This popular lie was concocted by taking the fact that in 1805, while serving as President of the United States, Jefferson was named as president of the brand new Washington, D.C. school board, and then combining that fact with an 1813 report from a school in Washington that was using the Bible and a hymnal as reading texts. The problem with this story? The school in question didn’t even exist when Jefferson was president. It didn’t open until 1812 — three years after Jefferson had left Washington.
Mr. Sekulow’s footnote for this lie is:
“John W. Whitehead, The Second American Revolution 100 (1982) (citing 1 J.O. Wilson, Public Schools of Washington 5 (1897).”
Here, Mr. Sekulow is citing a revisionist history book that claims to be citing another source. But that source, J.O. Wilson’s Public Schools of Washington, does not support the claim made by John W. Whitehead and repeated by Mr. Sekulow. In fact, J.O. Wilson’s debunks this claim.

● **Given records**:
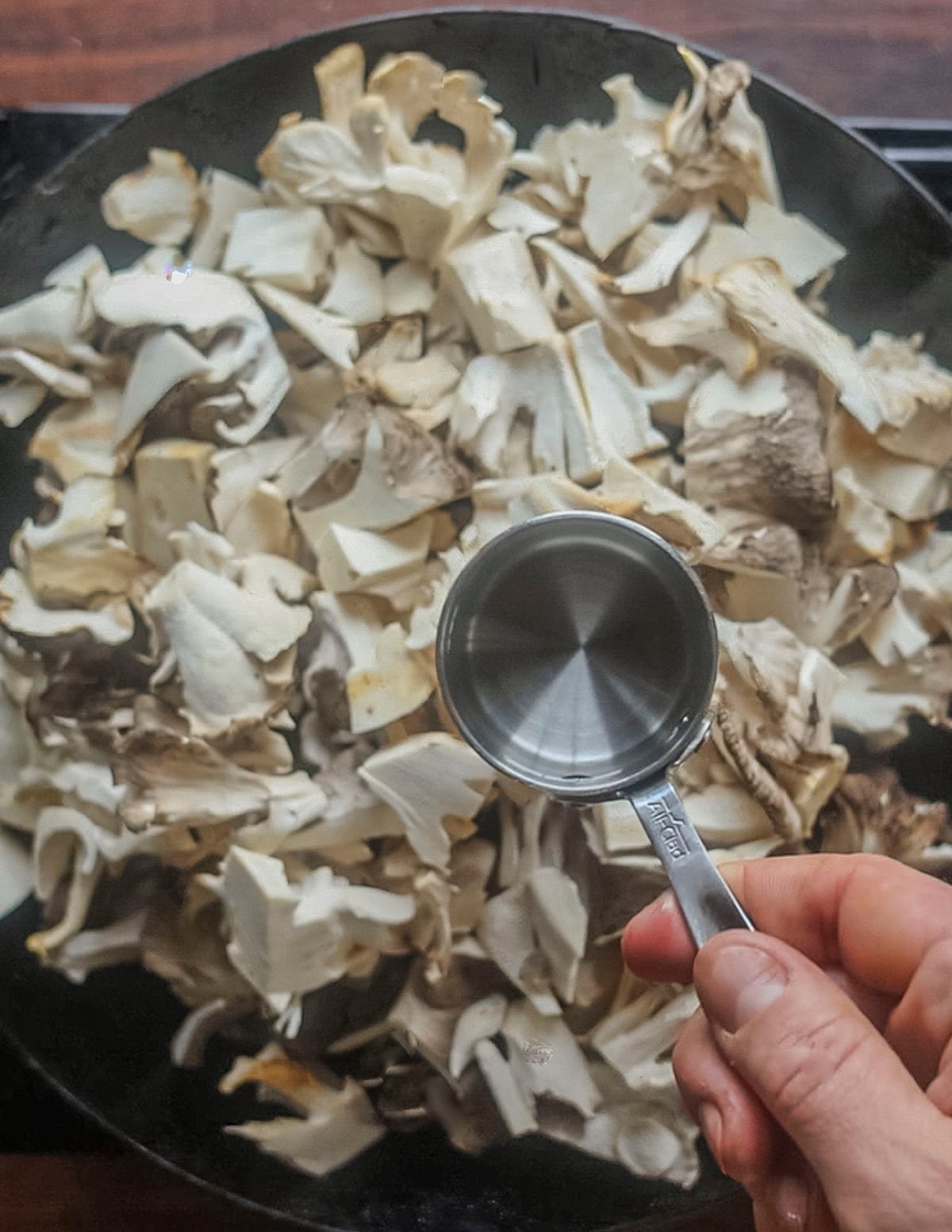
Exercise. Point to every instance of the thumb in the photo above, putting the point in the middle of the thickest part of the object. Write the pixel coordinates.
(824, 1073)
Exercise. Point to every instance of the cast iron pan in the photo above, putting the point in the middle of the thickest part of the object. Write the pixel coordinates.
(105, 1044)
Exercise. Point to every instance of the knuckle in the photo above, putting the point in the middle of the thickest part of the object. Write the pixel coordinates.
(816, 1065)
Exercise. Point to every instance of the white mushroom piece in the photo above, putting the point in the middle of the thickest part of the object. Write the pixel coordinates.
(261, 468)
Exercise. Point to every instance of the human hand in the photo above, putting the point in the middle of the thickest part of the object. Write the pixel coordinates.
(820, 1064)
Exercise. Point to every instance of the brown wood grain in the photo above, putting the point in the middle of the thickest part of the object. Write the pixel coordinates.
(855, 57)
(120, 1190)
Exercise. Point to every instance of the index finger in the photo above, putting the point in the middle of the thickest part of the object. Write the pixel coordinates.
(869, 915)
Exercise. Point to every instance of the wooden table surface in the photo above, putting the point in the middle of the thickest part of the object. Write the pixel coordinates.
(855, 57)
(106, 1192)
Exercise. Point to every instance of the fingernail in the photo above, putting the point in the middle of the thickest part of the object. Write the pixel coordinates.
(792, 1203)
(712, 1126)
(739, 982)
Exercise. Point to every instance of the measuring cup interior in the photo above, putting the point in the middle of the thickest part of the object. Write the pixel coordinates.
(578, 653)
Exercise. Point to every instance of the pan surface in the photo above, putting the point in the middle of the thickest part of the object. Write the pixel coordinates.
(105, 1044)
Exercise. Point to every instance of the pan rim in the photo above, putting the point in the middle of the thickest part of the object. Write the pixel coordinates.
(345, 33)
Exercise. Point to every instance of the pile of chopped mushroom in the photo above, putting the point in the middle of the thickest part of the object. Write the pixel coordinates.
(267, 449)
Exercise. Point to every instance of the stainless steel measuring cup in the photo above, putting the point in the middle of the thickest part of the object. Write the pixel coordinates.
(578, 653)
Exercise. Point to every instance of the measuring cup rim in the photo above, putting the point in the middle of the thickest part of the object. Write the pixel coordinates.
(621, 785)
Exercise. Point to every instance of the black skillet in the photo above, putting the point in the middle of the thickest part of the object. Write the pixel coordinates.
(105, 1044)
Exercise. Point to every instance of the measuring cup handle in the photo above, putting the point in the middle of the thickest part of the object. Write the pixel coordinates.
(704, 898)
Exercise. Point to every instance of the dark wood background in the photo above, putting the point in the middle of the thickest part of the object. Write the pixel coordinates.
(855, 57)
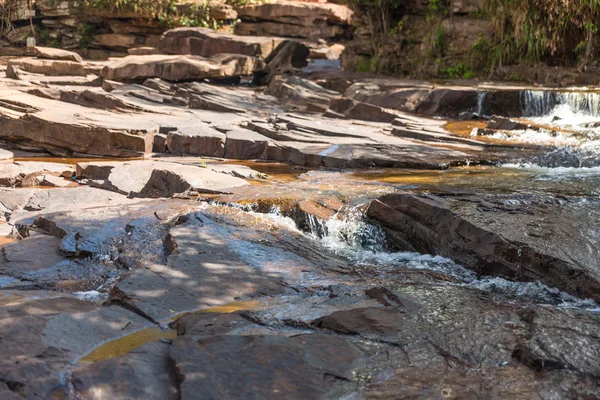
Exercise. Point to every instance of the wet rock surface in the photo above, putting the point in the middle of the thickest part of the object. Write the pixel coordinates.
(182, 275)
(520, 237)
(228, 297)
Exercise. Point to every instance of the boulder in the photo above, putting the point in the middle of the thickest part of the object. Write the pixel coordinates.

● **Tasks to complete**:
(1) Using the passage above on the Jefferson school board claim, decide whether each statement agrees with it. Answer yes or no, and quote the words that decide it.
(a) Jefferson was named president of the Washington, D.C. school board in 1805.
(b) The school that used the Bible and a hymnal as reading texts opened while Jefferson was still president.
(c) J.O. Wilson's Public Schools of Washington supports the claim repeated by Mr. Sekulow.
(2) List every four-digit year that appears in the passage on the Jefferson school board claim.

● **Your responses**:
(1)
(a) Yes: "in 1805, while serving as President of the United States, Jefferson was named as president of the brand new Washington, D.C. school board"
(b) No: "It didn’t open until 1812 — three years after Jefferson had left Washington."
(c) No: "does not support the claim made by John W. Whitehead and repeated by Mr. Sekulow"

(2) 1805, 1813, 1812, 1982, 1897